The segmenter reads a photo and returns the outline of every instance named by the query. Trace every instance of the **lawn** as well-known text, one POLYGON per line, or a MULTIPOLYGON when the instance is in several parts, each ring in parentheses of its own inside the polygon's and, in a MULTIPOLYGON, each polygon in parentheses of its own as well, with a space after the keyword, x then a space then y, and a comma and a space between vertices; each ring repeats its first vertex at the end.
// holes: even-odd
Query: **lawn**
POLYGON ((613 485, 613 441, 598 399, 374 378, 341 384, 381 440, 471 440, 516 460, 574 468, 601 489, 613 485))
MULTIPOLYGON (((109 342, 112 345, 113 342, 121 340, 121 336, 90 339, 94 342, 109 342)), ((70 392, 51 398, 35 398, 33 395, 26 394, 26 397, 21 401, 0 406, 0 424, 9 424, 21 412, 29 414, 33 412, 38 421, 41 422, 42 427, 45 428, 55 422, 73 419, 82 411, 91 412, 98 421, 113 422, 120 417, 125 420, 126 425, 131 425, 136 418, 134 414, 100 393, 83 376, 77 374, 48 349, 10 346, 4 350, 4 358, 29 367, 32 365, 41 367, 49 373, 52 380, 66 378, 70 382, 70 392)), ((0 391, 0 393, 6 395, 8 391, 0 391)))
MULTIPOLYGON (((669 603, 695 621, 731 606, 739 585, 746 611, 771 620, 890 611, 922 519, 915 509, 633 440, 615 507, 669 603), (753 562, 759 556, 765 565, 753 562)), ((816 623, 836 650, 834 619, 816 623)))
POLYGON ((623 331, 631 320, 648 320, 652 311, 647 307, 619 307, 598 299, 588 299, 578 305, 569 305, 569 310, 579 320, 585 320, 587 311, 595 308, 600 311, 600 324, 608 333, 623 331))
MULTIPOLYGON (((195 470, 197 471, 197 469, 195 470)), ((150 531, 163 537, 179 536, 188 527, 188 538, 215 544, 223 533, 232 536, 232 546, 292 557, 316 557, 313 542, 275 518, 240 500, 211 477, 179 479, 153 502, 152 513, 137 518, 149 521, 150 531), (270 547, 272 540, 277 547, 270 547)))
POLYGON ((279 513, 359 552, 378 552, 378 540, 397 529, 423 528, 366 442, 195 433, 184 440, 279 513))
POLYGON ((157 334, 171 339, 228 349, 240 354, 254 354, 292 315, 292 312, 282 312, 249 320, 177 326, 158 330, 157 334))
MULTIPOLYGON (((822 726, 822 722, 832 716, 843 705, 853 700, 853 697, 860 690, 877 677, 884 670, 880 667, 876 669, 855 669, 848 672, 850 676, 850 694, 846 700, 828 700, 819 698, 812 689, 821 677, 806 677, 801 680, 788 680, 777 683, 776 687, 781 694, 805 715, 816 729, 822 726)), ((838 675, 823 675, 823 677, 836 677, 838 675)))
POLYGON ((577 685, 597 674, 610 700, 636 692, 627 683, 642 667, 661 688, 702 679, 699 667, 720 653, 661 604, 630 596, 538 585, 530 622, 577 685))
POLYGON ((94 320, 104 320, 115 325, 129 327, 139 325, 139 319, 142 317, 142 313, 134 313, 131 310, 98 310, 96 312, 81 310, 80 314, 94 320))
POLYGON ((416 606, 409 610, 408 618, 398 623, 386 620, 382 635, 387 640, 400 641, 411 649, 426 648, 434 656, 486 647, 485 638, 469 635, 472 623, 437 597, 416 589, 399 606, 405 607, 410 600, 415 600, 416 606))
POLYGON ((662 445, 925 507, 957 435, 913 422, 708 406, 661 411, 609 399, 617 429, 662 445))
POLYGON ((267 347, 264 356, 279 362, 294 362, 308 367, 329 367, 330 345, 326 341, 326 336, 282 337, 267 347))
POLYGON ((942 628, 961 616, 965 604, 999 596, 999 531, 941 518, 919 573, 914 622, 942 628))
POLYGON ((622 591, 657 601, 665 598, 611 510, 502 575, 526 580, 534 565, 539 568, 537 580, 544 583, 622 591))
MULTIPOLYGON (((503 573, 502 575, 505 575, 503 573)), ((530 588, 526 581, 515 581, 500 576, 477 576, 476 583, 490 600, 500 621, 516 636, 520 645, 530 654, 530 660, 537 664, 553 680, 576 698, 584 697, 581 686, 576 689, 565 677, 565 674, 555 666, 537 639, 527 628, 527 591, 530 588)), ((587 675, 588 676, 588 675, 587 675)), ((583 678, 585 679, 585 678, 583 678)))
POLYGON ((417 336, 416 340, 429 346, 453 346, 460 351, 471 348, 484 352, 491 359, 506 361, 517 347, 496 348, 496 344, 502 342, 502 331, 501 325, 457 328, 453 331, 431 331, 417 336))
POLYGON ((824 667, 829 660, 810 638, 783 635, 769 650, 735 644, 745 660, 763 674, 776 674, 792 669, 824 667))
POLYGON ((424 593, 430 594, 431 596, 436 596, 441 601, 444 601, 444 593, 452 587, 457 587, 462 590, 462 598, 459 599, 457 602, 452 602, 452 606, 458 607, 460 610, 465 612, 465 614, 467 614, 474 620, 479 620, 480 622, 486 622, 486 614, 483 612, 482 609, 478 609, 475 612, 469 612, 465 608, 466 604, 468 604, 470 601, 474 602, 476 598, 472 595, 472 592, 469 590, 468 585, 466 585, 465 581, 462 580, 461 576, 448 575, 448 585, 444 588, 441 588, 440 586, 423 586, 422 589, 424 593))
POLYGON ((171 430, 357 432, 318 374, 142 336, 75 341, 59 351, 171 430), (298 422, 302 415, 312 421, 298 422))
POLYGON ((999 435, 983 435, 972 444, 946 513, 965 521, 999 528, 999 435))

---------------

Aim of the exercise: Rewrite everything from the start of the material down to the line containing "POLYGON ((157 334, 171", changing every "lawn" to "grass" and leaving all else as it stands.

Reply:
The segmenter reads a photo and returns the outline of every instance named by the query. Trace every instance of the **grass** as well-known text, one POLYGON per line, or a MULTIPOLYGON when the instance is in several parts, each ring in parentheses of its own inside the polygon's and, in a MULTIPOLYGON, each polygon in parentheses of its own as well, with a space after the keyword, x then a space then y, and a comma and a space between vertices; each ring repeats its first vertex at the end.
// holes: even-odd
Query: **grass**
POLYGON ((613 485, 613 441, 598 399, 374 378, 341 384, 381 440, 471 440, 516 460, 574 468, 601 489, 613 485))
MULTIPOLYGON (((109 342, 112 345, 113 342, 121 340, 121 336, 90 339, 94 342, 109 342)), ((70 392, 51 398, 35 398, 33 395, 26 394, 26 397, 21 401, 0 406, 0 424, 9 424, 21 412, 29 414, 33 412, 38 421, 41 422, 42 427, 45 428, 55 422, 73 419, 82 411, 91 412, 98 421, 113 422, 120 417, 125 420, 126 425, 131 425, 136 418, 134 414, 100 393, 83 376, 77 374, 48 349, 10 346, 4 350, 4 358, 29 367, 32 365, 41 367, 49 373, 52 380, 66 378, 70 382, 70 392)), ((0 391, 0 393, 6 395, 8 391, 0 391)))
MULTIPOLYGON (((669 603, 695 621, 731 606, 739 585, 746 611, 771 620, 890 611, 922 519, 915 509, 633 440, 615 507, 669 603), (753 562, 759 556, 765 565, 753 562)), ((816 623, 836 650, 834 619, 816 623)))
POLYGON ((623 331, 631 320, 648 320, 652 311, 647 307, 619 307, 598 299, 588 299, 578 305, 569 305, 569 310, 579 320, 585 320, 587 311, 595 308, 600 311, 600 324, 608 333, 623 331))
MULTIPOLYGON (((195 470, 197 471, 197 469, 195 470)), ((150 531, 163 537, 179 536, 188 527, 188 538, 215 544, 223 533, 232 536, 232 546, 292 557, 316 557, 313 542, 275 518, 240 500, 211 477, 179 479, 153 502, 152 513, 137 518, 149 521, 150 531), (270 547, 272 540, 277 547, 270 547)))
POLYGON ((279 513, 359 552, 378 552, 378 540, 397 529, 423 528, 366 442, 195 433, 184 440, 279 513))
POLYGON ((157 334, 171 339, 228 349, 240 354, 254 354, 292 315, 292 312, 282 312, 249 320, 177 326, 158 330, 157 334))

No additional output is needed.